-- start of EXCERPTED PASSAGE --

Constructs an AngleBetweenVectorsConstraint.

Parameter plant:
The MultibodyPlant on which the constraint is imposed. plant should be alive during the lifetime of this constraint.
Parameter frameA:
The Frame object for frame A.
Parameter a_A:
The vector a fixed to frame A, expressed in frame A.
Parameter frameB:
The Frame object for frame B.
Parameter b_B:
The vector b fixed to frame B, expressed in frameB.
Parameter angle_lower:
The lower bound on the angle between a and b. It is denoted as θ_lower in the class documentation.
Parameter angle_upper:
The upper bound on the angle between a and b. it is denoted as θ_upper in the class documentation.
Parameter plant_context:
The Context that has been allocated for this plant. We will update the context when evaluating the constraint. plant_context should be alive during the lifetime of this constraint.
Precondition:
frameA and frameB must belong to plant.
Raises: ValueError if plant is nullptr. ValueError if a_A is close to zero. ValueError if b_B is close to zero. ValueError if angle_lower is negative. ValueError if angle_upper ∉ [angle_lower, π]. ValueError if plant_context is nullptr.
1. __init__(self: pydrake.multibody.inverse_kinematics.AngleBetweenVectorsConstraint, plant: pydrake.multibody.plant.MultibodyPlant_[AutoDiffXd], frameA: pydrake.multibody.tree.Frame_[AutoDiffXd], a_A: numpy.ndarray[float64[3, 1]], frameB: pydrake.multibody.tree.Frame_[AutoDiffXd], b_B: numpy.ndarray[float64[3, 1]], angle_lower: float, angle_upper: float, plant_context: pydrake.systems.framework.Context_[AutoDiffXd]) -> None

Overloaded constructor. Constructs the constraint using MultibodyPlant<AutoDiffXd>

class pydrake.multibody.inverse_kinematics.DistanceConstraint

Constrains the distance between a pair of geometries to be within a range [distance_lower, distance_upper].

-- end of EXCERPTED PASSAGE --
-- start of RECORD EXTRACTS --

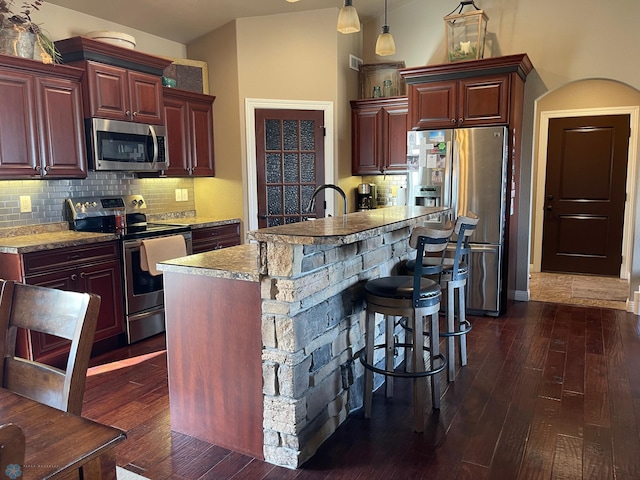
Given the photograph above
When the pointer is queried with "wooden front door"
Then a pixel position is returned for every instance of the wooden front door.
(290, 164)
(585, 194)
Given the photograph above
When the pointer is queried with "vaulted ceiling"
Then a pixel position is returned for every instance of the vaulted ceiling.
(185, 20)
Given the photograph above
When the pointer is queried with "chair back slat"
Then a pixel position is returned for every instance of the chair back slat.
(12, 450)
(69, 315)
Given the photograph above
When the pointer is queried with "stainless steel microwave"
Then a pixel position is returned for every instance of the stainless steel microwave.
(126, 146)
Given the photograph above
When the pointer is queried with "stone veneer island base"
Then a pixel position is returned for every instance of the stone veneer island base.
(261, 338)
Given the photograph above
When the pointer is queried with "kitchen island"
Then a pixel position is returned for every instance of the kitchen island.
(261, 338)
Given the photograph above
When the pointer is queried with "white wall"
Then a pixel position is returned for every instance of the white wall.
(60, 23)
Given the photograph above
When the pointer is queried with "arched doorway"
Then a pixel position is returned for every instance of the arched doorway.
(585, 98)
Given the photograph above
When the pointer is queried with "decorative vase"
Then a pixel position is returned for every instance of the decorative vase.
(16, 40)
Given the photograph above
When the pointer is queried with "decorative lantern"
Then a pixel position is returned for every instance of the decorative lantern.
(466, 32)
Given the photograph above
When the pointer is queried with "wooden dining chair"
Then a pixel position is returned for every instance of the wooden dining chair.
(69, 315)
(12, 447)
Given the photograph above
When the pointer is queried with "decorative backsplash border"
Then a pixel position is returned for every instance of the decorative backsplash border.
(48, 196)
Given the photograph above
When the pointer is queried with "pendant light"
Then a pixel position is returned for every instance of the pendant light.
(348, 21)
(385, 44)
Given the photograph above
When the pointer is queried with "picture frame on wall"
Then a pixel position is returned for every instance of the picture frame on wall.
(190, 75)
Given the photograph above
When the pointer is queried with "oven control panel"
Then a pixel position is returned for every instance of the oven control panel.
(87, 207)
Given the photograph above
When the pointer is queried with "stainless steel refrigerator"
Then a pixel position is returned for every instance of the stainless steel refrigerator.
(467, 170)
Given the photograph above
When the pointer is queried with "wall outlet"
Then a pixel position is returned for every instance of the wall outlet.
(25, 204)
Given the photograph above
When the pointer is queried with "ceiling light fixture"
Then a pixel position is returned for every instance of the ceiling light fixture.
(348, 21)
(385, 44)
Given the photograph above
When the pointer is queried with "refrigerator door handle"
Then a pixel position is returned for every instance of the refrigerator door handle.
(454, 178)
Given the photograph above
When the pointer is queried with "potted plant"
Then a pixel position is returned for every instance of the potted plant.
(20, 36)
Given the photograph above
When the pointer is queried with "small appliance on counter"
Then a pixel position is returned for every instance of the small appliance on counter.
(366, 196)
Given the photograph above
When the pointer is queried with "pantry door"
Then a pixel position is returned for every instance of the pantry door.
(585, 193)
(289, 164)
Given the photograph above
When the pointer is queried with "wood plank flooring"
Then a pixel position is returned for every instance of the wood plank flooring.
(551, 392)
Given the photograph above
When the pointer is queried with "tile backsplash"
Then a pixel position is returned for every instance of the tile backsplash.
(48, 196)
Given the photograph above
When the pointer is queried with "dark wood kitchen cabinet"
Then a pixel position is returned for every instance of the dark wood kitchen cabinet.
(119, 94)
(189, 122)
(214, 238)
(465, 94)
(379, 136)
(41, 120)
(91, 268)
(120, 83)
(460, 103)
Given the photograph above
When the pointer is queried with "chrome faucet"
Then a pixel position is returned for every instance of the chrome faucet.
(312, 202)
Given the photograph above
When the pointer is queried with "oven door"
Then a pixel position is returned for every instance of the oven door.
(144, 294)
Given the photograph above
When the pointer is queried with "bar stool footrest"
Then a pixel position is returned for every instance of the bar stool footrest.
(393, 373)
(467, 329)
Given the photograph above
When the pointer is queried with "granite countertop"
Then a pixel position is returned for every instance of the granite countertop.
(47, 240)
(345, 229)
(235, 263)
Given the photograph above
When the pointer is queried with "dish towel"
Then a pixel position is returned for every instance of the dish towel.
(156, 250)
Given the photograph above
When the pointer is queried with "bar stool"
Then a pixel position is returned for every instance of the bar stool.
(454, 279)
(413, 297)
(452, 276)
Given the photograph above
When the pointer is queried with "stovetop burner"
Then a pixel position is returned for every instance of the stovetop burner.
(98, 214)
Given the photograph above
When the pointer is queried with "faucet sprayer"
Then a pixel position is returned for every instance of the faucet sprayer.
(322, 187)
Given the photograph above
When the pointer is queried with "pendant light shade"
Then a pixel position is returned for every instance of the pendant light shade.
(348, 21)
(385, 44)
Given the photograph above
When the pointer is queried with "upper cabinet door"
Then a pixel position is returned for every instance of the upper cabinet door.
(61, 127)
(120, 94)
(366, 138)
(484, 101)
(145, 98)
(175, 115)
(433, 105)
(18, 150)
(396, 138)
(108, 95)
(202, 153)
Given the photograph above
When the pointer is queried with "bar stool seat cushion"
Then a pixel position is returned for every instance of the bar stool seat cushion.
(400, 287)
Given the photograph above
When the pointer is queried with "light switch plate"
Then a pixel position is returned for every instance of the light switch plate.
(25, 204)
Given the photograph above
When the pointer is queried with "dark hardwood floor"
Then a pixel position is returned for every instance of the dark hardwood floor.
(551, 392)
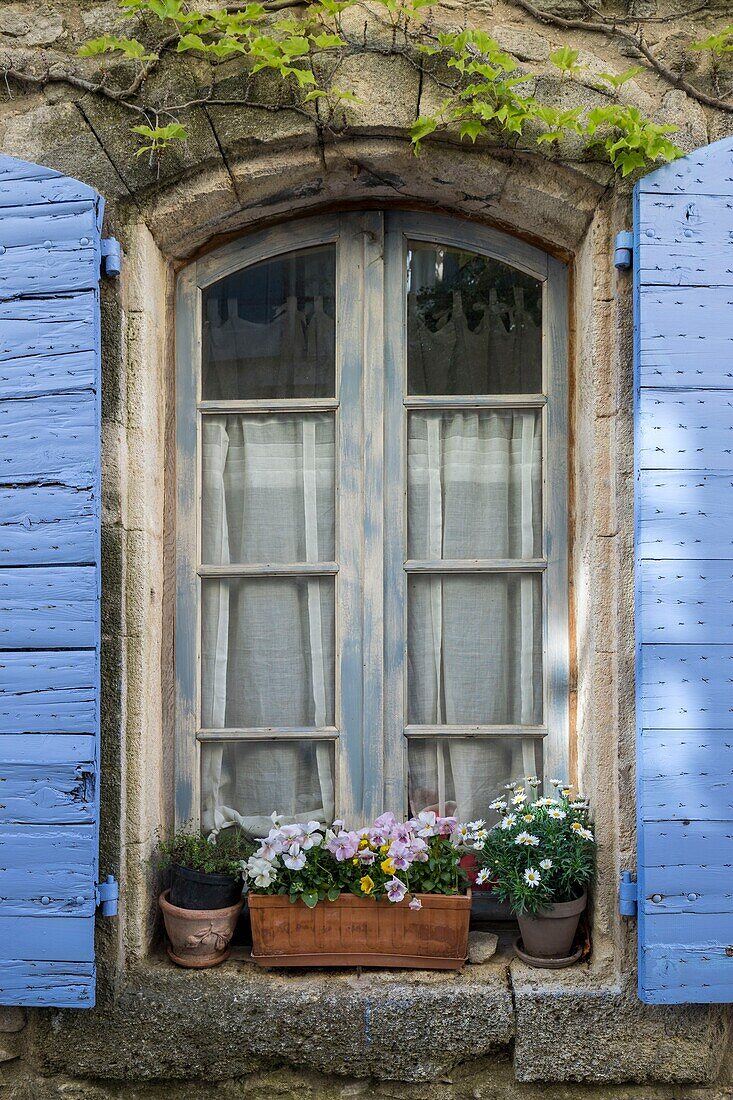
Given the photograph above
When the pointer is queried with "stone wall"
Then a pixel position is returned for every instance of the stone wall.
(499, 1030)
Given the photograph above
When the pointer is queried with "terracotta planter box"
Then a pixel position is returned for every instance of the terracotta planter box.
(361, 932)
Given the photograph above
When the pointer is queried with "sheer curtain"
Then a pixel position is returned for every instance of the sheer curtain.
(266, 642)
(473, 640)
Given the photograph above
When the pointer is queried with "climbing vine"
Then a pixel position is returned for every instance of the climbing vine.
(482, 91)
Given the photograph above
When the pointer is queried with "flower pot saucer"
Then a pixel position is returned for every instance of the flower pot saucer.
(200, 963)
(545, 963)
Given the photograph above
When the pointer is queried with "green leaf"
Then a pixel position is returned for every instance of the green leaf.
(566, 59)
(472, 128)
(108, 44)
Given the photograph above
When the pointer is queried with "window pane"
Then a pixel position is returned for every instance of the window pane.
(247, 781)
(461, 776)
(474, 649)
(267, 488)
(474, 325)
(269, 330)
(267, 652)
(474, 484)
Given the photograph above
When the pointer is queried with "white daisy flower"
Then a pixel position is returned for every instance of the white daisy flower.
(527, 839)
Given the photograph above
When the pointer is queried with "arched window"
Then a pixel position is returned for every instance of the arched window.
(372, 520)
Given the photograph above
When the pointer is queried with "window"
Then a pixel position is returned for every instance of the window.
(371, 526)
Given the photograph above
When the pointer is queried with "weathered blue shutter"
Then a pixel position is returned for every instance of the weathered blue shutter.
(684, 447)
(50, 549)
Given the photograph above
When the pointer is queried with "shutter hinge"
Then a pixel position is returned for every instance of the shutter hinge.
(106, 894)
(623, 250)
(627, 894)
(111, 256)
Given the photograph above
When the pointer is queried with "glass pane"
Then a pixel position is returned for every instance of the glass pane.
(473, 325)
(474, 649)
(247, 781)
(462, 776)
(474, 484)
(269, 330)
(267, 651)
(267, 491)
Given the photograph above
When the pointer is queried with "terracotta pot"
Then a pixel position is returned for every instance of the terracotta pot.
(199, 937)
(550, 933)
(361, 932)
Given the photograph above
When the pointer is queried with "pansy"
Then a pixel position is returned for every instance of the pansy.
(527, 839)
(343, 846)
(395, 890)
(294, 859)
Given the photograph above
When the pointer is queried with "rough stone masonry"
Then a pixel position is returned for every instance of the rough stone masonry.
(499, 1031)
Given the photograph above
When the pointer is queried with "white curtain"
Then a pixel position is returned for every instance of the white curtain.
(266, 642)
(473, 640)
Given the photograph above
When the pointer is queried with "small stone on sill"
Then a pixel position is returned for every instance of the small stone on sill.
(482, 946)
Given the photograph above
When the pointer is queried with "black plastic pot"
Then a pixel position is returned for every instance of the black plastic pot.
(198, 890)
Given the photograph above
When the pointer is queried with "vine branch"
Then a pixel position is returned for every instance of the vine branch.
(677, 80)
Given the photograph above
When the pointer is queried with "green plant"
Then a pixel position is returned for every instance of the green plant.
(488, 96)
(218, 854)
(390, 859)
(540, 851)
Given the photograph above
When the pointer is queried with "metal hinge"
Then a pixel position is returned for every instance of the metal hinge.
(106, 894)
(627, 894)
(623, 250)
(111, 256)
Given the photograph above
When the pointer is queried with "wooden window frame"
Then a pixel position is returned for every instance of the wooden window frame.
(371, 758)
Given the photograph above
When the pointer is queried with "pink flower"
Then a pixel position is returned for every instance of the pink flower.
(401, 855)
(395, 890)
(343, 846)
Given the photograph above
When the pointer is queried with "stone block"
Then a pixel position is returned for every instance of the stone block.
(12, 1020)
(482, 946)
(568, 1029)
(523, 43)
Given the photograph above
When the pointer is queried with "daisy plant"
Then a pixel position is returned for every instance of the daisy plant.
(390, 859)
(542, 850)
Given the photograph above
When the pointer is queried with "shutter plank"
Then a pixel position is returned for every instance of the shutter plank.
(679, 513)
(47, 793)
(48, 607)
(686, 430)
(685, 337)
(46, 861)
(40, 525)
(46, 985)
(50, 440)
(46, 692)
(684, 504)
(687, 601)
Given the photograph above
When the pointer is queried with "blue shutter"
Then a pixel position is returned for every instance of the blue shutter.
(50, 549)
(684, 476)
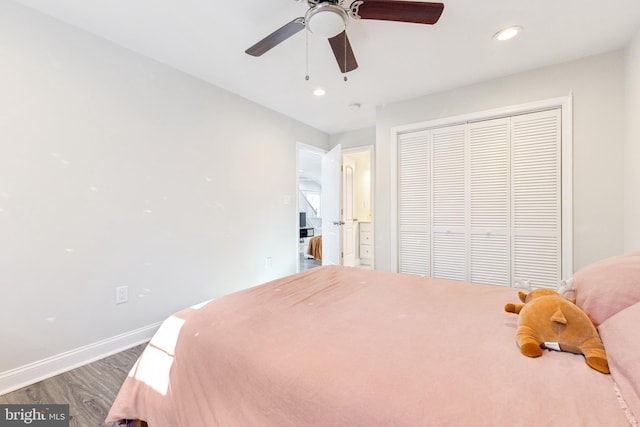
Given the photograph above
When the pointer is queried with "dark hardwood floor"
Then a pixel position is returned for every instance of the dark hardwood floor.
(89, 390)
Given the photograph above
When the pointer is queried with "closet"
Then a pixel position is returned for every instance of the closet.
(481, 201)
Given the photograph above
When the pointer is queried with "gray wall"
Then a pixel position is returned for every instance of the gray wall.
(598, 87)
(632, 149)
(116, 170)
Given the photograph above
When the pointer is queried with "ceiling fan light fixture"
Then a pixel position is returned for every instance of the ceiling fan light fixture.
(507, 33)
(326, 20)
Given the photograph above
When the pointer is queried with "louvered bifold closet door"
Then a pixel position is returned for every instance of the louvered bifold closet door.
(449, 203)
(413, 204)
(536, 201)
(489, 202)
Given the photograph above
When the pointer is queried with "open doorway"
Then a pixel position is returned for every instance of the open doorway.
(309, 196)
(353, 195)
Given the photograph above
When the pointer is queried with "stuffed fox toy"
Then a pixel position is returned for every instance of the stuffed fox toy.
(548, 320)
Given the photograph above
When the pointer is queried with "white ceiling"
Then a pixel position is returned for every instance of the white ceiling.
(396, 61)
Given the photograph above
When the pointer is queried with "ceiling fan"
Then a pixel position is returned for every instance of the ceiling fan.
(329, 18)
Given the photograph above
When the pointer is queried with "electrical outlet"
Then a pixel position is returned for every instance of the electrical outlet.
(122, 294)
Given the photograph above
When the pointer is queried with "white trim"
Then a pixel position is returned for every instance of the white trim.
(563, 102)
(31, 373)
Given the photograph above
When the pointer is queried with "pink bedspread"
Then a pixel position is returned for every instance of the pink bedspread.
(339, 346)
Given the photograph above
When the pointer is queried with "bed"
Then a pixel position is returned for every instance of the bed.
(342, 346)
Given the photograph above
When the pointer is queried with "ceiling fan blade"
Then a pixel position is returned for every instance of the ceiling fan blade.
(343, 52)
(277, 37)
(396, 10)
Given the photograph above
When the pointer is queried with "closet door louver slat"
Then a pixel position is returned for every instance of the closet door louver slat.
(536, 202)
(413, 204)
(489, 202)
(449, 202)
(481, 201)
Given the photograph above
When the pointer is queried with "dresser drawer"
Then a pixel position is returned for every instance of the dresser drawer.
(365, 226)
(365, 251)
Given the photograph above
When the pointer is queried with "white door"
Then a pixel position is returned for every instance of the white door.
(331, 221)
(349, 227)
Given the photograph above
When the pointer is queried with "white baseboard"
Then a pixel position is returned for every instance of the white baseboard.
(46, 368)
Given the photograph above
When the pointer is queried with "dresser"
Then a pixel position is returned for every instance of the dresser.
(366, 242)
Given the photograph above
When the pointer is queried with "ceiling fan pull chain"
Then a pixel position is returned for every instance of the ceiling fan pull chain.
(306, 35)
(345, 55)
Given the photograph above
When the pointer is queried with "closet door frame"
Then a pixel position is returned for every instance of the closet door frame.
(565, 103)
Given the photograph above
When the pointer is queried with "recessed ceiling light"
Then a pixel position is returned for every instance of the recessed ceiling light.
(507, 33)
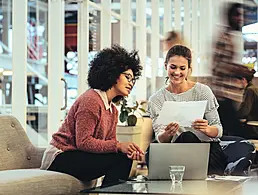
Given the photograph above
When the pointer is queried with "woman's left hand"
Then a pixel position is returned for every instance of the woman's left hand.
(136, 156)
(201, 125)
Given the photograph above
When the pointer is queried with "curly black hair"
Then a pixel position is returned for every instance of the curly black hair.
(109, 63)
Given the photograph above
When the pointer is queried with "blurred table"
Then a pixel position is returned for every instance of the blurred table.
(188, 187)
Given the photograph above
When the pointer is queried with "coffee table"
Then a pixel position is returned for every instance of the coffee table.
(188, 187)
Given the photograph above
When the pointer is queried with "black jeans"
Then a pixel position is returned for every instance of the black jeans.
(217, 158)
(88, 166)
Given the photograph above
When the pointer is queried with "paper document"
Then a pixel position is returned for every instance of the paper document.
(229, 178)
(184, 113)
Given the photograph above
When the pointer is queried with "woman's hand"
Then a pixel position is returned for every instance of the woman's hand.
(129, 148)
(201, 125)
(136, 156)
(171, 129)
(169, 132)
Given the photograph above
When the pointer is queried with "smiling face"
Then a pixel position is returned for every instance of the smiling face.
(125, 83)
(177, 69)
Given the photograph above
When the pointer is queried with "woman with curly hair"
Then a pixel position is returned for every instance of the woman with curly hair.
(85, 146)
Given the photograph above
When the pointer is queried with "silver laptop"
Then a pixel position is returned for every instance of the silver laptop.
(194, 156)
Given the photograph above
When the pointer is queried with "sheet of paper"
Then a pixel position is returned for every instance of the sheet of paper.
(229, 178)
(184, 113)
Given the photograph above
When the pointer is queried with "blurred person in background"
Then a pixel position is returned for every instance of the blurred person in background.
(249, 107)
(227, 67)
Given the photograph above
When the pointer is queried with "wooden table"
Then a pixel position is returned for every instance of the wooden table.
(188, 187)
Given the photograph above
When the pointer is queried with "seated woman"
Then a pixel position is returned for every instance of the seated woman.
(85, 146)
(249, 107)
(180, 88)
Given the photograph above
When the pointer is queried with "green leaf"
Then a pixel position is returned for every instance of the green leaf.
(141, 109)
(123, 116)
(129, 110)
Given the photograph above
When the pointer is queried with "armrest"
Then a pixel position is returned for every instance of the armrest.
(146, 135)
(35, 155)
(253, 123)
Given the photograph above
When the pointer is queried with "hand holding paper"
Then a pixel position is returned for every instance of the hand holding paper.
(183, 113)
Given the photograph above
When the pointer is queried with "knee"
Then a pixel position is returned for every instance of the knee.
(189, 137)
(123, 158)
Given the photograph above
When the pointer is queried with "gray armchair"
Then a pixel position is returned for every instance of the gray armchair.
(20, 162)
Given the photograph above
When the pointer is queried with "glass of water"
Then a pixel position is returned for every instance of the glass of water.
(176, 173)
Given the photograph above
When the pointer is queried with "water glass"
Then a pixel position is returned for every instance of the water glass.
(176, 173)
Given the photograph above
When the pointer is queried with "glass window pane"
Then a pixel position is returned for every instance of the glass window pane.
(37, 77)
(116, 6)
(115, 31)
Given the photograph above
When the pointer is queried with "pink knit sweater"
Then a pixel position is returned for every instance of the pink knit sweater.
(88, 126)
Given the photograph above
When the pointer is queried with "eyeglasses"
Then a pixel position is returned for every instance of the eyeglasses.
(129, 78)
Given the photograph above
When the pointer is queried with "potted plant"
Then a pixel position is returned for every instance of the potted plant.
(127, 113)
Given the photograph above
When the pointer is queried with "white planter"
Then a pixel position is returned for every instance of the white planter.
(129, 134)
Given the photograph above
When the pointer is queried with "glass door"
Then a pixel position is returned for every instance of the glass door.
(37, 72)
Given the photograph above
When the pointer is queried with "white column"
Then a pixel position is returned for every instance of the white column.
(195, 41)
(83, 46)
(7, 23)
(167, 16)
(141, 86)
(187, 24)
(126, 32)
(19, 60)
(105, 24)
(177, 4)
(155, 40)
(55, 64)
(205, 34)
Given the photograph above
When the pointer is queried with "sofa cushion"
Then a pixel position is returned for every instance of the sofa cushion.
(16, 150)
(38, 182)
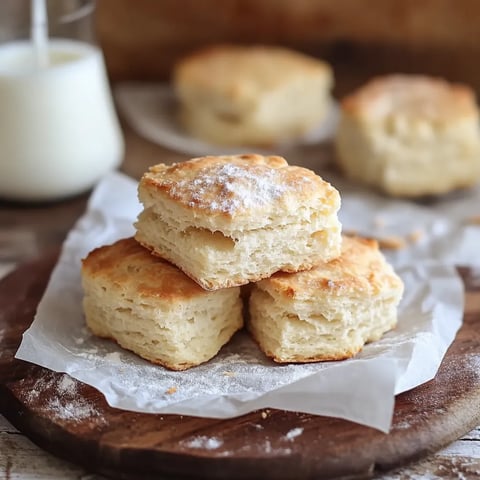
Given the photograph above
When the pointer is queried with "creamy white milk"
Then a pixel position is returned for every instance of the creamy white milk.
(58, 129)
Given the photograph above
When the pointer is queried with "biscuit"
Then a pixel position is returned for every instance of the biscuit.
(251, 95)
(328, 312)
(229, 220)
(150, 307)
(410, 135)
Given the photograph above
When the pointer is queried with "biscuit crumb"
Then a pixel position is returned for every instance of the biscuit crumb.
(415, 235)
(475, 220)
(391, 243)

-- end of RECORD EXTRACTS --

INSTRUCTIONS FOR THE TASK — Write out the passage of the constraint documentation from "Constructs an AngleBetweenVectorsConstraint." to "expressed in frameB.", word for word. These records come from a source unrelated to the constraint documentation.

EXERCISE RESULT —
Constructs an AngleBetweenVectorsConstraint.

Parameter plant:
The MultibodyPlant on which the constraint is imposed. plant should be alive during the lifetime of this constraint.
Parameter frameA:
The Frame object for frame A.
Parameter a_A:
The vector a fixed to frame A, expressed in frame A.
Parameter frameB:
The Frame object for frame B.
Parameter b_B:
The vector b fixed to frame B, expressed in frameB.